» **WHAT IS EXPECTED**
Report each line of the entries below that contains the word "foliage", copying every such line in full.

» **ROWS**

=====

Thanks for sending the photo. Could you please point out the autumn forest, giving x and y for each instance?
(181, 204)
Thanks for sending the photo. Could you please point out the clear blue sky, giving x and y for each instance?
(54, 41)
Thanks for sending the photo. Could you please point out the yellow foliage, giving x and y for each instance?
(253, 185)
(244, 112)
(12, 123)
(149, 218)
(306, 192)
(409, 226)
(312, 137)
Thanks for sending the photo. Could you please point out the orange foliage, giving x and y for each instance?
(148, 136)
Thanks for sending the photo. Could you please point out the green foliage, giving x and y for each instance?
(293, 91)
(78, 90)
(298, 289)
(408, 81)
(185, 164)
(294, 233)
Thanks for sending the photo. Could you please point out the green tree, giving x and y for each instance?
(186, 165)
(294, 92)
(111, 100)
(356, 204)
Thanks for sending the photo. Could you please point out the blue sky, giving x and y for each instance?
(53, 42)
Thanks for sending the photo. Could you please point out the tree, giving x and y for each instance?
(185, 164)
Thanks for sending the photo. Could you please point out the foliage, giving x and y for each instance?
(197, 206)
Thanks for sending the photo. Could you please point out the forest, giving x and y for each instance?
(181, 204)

=====

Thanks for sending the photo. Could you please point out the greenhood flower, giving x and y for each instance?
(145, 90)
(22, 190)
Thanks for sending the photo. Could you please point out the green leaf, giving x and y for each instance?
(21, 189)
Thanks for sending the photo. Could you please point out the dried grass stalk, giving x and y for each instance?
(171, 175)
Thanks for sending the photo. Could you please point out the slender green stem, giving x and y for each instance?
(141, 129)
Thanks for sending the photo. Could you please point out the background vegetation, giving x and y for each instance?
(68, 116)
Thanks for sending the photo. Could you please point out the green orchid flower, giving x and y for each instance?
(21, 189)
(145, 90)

=====

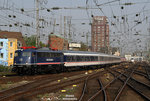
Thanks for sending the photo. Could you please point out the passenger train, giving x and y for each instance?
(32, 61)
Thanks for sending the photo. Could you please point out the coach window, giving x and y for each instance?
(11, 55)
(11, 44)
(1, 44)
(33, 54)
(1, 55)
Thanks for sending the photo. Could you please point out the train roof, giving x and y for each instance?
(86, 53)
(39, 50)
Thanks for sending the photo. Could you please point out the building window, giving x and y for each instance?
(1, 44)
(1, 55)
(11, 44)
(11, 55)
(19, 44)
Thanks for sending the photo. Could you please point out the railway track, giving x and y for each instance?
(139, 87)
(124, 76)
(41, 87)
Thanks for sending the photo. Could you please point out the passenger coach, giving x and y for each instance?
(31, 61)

=====

» **THE REPLY**
Thanks for sending the photo. Could you please point out the yellow foliage, giving x and y for each instance?
Thanks for sending the photo. Could you please point out the orange foliage, giving x and y for each instance?
Thanks for sending the photo. Could you please point out the green foliage, giving x and y for each instance?
Thanks for sending the photo. Could you please point out the foliage, giving x and y for each instance?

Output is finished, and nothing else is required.